EXTRACT PROVIDED:
With our attention focused on COVID 19, we remain mindful that another plague continues to stalk us. Alzheimer’s Disease currently afflicts over 5 million Americans age 65 and up. Many of our clients and their families are among them, and all are deeply affected emotionally, medically, and financially. Without a cure, by the year 2050 the number of affected individuals will rise to 13.8 million, according to the Alzheimer’s Association.
Two sons recently honored their fathers who passed from Alzheimer’s. Bill Gates, the founder of Microsoft, lost his father to the disease on September 14, 2020. The elder Gates was 94, a successful lawyer and philanthropist in his own right. After his dad’s diagnosis, the younger Gates contributed $50 million to the Dementia Discovery Fund, which researches alternative disease mechanisms and is the first non-communicable disease to which he pledged funds. The son writes of his father on his blog: “He was a model citizen and a profoundly decent man.” You can read Gates’ full tribute to his dad here.
Now, another son has created a different kind of tribute. Ray Dolby passed away from Alzheimer’s and acute leukemia in 2013. He was 80. If the name sounds familiar, it’s because Dolby’s name appears at the end of virtually every movie made in recent decades. An engineer and founder of Dolby Laboratories, he devised the noise-reduction technology that is critical to today’s cinema experience. He was the recipient of two Oscars and several Emmys, and held 50 U.S. patents. At an event honoring the late audio engineer, film editor Walter Murch summed it up this way: “You could divide film sound in half. There is BD, before Dolby, and AD, After Dolby.” The technology made Dolby an extraordinarily wealthy man: he is said to have been worth nearly $3 billion at the time of his death.
Dolby’s son, Tom Dolby, a director and film producer, has now released a film, The Artist’s Wife. Although fiction, the story is lifted directly from his own family experience. As the title suggests, it focuses not so much on the experience of the Alzheimer’s patient, but on that of the spouse and caregiver. It is based on Dolby’s observations of how his mother, Dagmar, dealt with her difficult new reality. In an interview with the Alzheimer’s Association, the filmmaker said: “Seven years ago, I was inspired by what my mother went through in supporting my father in his struggle. As the years went by after his death, I noticed that in films, the perspective of the caretaker was largely ignored.”

SOURCE MATERIAL:

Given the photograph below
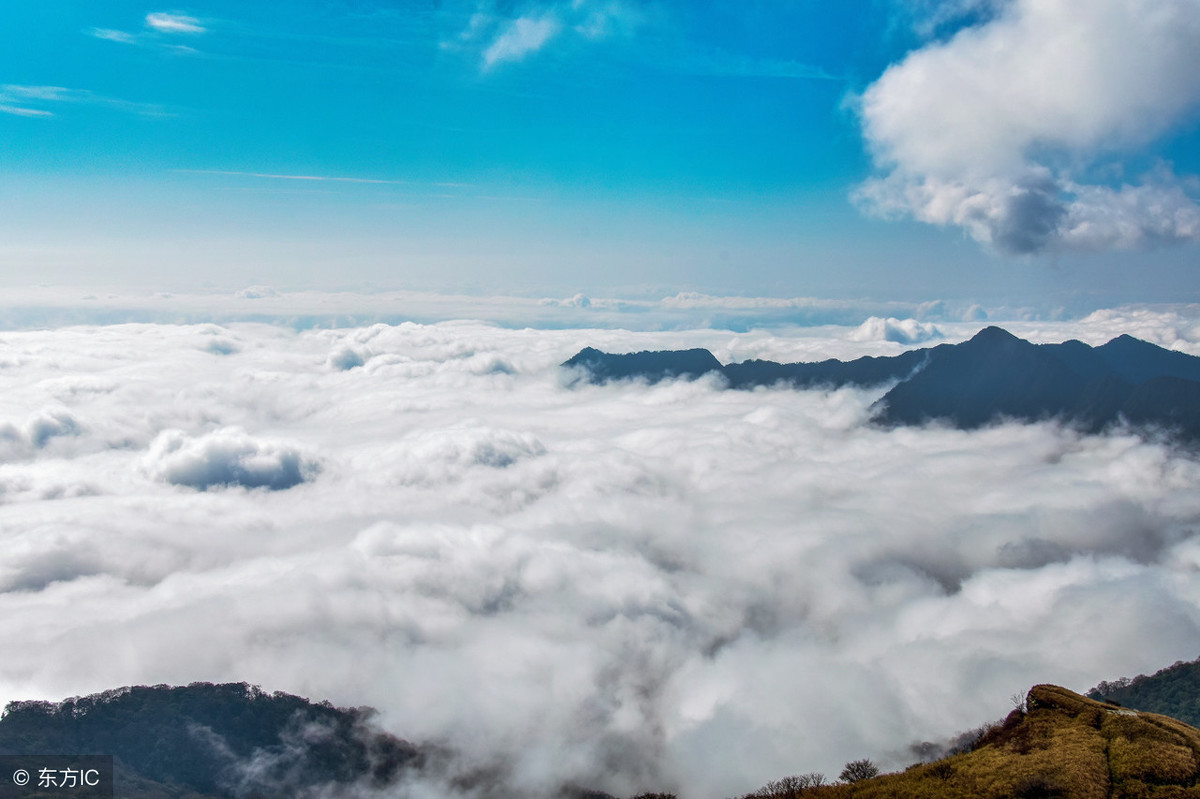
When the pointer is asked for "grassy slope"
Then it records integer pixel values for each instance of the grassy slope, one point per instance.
(1066, 746)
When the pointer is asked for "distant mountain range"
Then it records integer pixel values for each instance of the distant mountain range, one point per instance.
(213, 742)
(991, 377)
(235, 742)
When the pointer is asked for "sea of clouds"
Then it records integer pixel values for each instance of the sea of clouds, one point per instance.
(628, 587)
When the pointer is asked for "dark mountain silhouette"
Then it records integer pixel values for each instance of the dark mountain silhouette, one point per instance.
(991, 377)
(233, 740)
(1057, 745)
(1171, 691)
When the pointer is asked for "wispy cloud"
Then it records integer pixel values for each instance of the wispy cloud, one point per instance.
(498, 38)
(330, 179)
(268, 175)
(521, 37)
(160, 29)
(21, 110)
(30, 101)
(169, 23)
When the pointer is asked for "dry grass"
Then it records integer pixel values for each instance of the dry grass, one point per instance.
(1063, 746)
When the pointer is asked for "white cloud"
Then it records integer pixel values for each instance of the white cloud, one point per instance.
(172, 23)
(499, 37)
(227, 457)
(29, 96)
(520, 37)
(991, 128)
(111, 35)
(903, 331)
(627, 587)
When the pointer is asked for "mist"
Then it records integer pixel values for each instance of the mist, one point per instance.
(625, 587)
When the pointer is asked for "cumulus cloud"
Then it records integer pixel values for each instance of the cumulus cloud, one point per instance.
(36, 432)
(1000, 128)
(227, 457)
(622, 587)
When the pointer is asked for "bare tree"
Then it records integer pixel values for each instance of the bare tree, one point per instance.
(857, 770)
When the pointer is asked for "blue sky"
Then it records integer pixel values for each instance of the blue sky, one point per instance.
(611, 146)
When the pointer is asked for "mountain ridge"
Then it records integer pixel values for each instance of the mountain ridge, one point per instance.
(988, 378)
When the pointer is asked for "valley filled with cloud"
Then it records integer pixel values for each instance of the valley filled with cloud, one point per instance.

PROBLEM REQUIREMENTS:
Copy the Alzheimer's article starting with "Two sons recently" and going on through "his dad here.", but swap "the younger Gates" for "his son". Work from the Alzheimer's article alone, without outside information.

OUTPUT BELOW:
Two sons recently honored their fathers who passed from Alzheimer’s. Bill Gates, the founder of Microsoft, lost his father to the disease on September 14, 2020. The elder Gates was 94, a successful lawyer and philanthropist in his own right. After his dad’s diagnosis, his son contributed $50 million to the Dementia Discovery Fund, which researches alternative disease mechanisms and is the first non-communicable disease to which he pledged funds. The son writes of his father on his blog: “He was a model citizen and a profoundly decent man.” You can read Gates’ full tribute to his dad here.